• Estratto scelto
---+---

La debolezza dell’Europa: aiuti senza condizioni al governo talebano dell’Afghanistan

di Eugenio Preta

Da una parte non riconosce il governo dei talebani, dall’altra decide di inviare comunque in Afghanistan aiuti per un miliardo di euro

Sempre in linea con la vocazione caratterizzata dalla generosità umanitaria – con i soldi degli Stati nazionali però – Bruxelles ha annunciato un piano straordinario di aiuti per l’Afghanistan. Strana attitudine quella dimostrata dai capi di Stato e di governo del Consiglio europeo che, se da una parte non riconoscono il governo dei talebani, dall’altra decidono di inviare comunque in Afghanistan aiuti per un miliardo di euro.

---+---

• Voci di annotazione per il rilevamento
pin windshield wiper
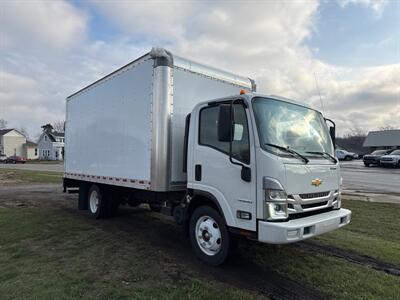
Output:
[306,151,337,164]
[265,143,309,164]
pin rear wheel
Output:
[88,184,107,219]
[189,206,232,266]
[149,203,161,212]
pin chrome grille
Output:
[381,157,392,161]
[299,191,329,199]
[301,201,328,209]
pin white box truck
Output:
[64,48,351,265]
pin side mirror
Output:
[218,104,233,142]
[329,126,336,148]
[325,118,336,148]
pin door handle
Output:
[194,165,201,181]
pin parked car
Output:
[5,155,26,164]
[380,149,400,168]
[335,149,358,160]
[363,150,393,167]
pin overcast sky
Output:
[0,0,400,137]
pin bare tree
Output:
[51,120,65,132]
[0,119,7,129]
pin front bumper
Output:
[381,160,397,166]
[258,208,351,244]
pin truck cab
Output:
[185,91,351,264]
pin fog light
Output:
[266,202,288,220]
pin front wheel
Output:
[189,206,231,266]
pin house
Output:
[363,129,400,151]
[38,124,65,160]
[0,128,39,159]
[0,128,26,158]
[25,140,39,159]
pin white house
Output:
[0,128,26,157]
[25,140,39,159]
[0,128,38,159]
[38,124,65,160]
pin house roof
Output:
[363,129,400,147]
[45,131,64,142]
[51,131,64,137]
[0,128,14,135]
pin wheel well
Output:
[184,194,226,234]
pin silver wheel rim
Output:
[195,216,222,256]
[89,190,99,214]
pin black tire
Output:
[149,204,161,212]
[88,184,108,219]
[189,206,232,266]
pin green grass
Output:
[26,159,63,165]
[0,168,62,183]
[242,245,400,300]
[317,200,400,266]
[0,193,400,299]
[0,208,257,299]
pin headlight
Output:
[267,190,287,201]
[266,202,288,221]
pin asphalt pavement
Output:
[0,163,64,172]
[0,160,400,202]
[340,160,400,196]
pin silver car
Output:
[380,149,400,168]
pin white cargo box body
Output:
[64,48,255,191]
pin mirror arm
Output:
[229,100,244,167]
[229,100,251,182]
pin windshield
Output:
[390,150,400,155]
[253,97,333,156]
[371,150,386,155]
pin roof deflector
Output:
[150,47,174,68]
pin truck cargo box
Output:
[64,48,255,191]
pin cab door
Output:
[188,100,256,231]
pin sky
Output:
[0,0,400,139]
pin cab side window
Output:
[199,103,250,164]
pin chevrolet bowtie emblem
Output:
[311,178,322,186]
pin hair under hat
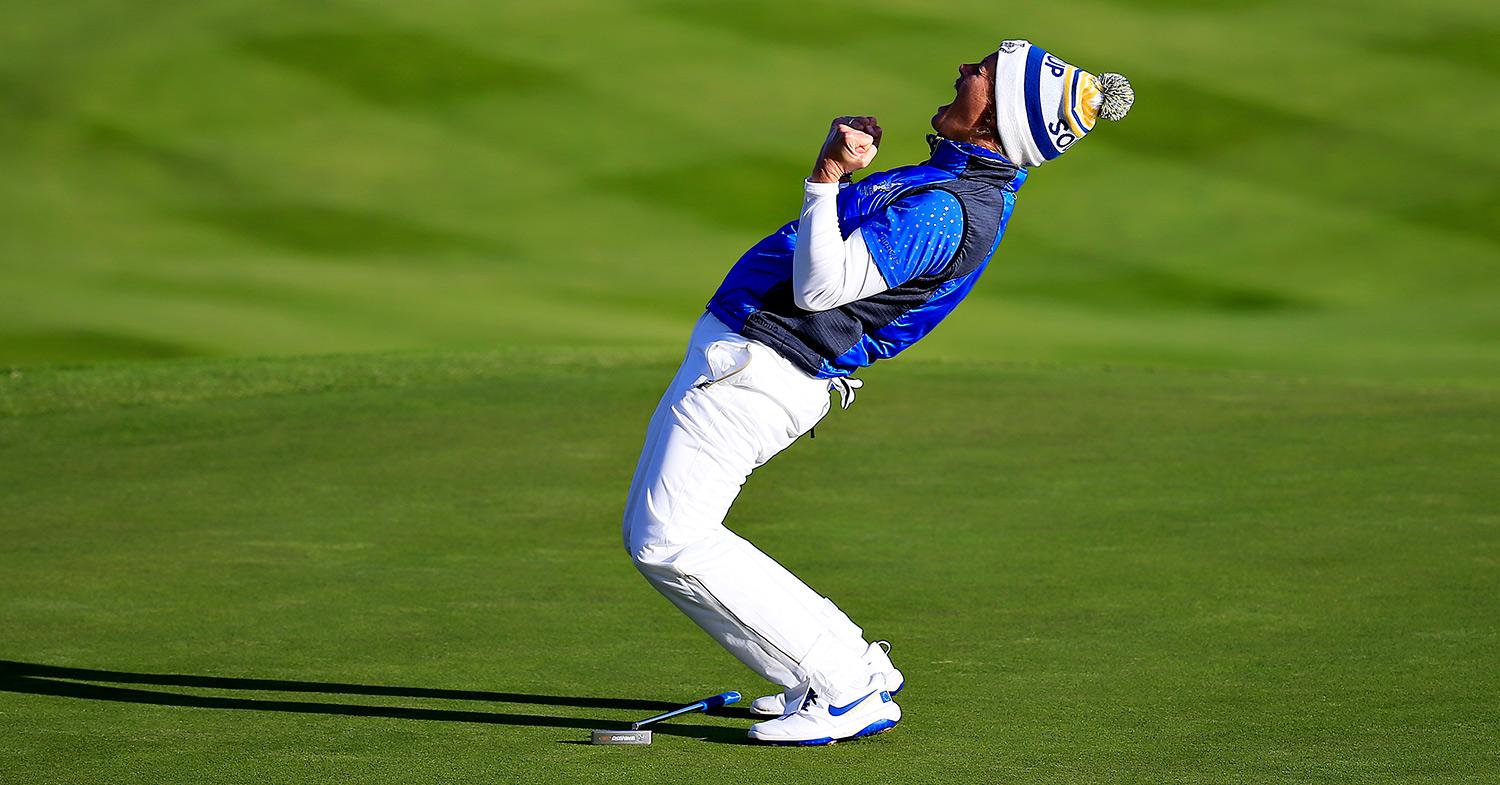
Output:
[995,41,1136,167]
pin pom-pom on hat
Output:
[995,41,1136,167]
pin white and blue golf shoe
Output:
[750,641,906,717]
[750,674,902,746]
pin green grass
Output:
[0,351,1500,783]
[0,0,1500,785]
[0,0,1500,384]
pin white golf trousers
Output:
[624,314,869,698]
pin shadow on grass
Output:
[0,660,749,743]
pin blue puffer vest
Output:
[708,137,1026,378]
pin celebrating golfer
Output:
[624,41,1134,744]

---+---

• Consegna A
Secondo l'articolo sugli aiuti all'Afghanistan, a quanto ammontano gli aiuti che i capi di Stato e di governo del Consiglio europeo hanno deciso di inviare?
• Consegna B
Cita dall'articolo sugli aiuti all'Afghanistan il passo che comincia con "La debolezza dell’Europa: aiuti" e arriva fino a "miliardo di euro.".

• Risposta A
Un miliardo di euro.

• Risposta B
La debolezza dell’Europa: aiuti senza condizioni al governo talebano dell’Afghanistan

di Eugenio Preta

Da una parte non riconosce il governo dei talebani, dall’altra decide di inviare comunque in Afghanistan aiuti per un miliardo di euro

Sempre in linea con la vocazione caratterizzata dalla generosità umanitaria – con i soldi degli Stati nazionali però – Bruxelles ha annunciato un piano straordinario di aiuti per l’Afghanistan. Strana attitudine quella dimostrata dai capi di Stato e di governo del Consiglio europeo che, se da una parte non riconoscono il governo dei talebani, dall’altra decidono di inviare comunque in Afghanistan aiuti per un miliardo di euro.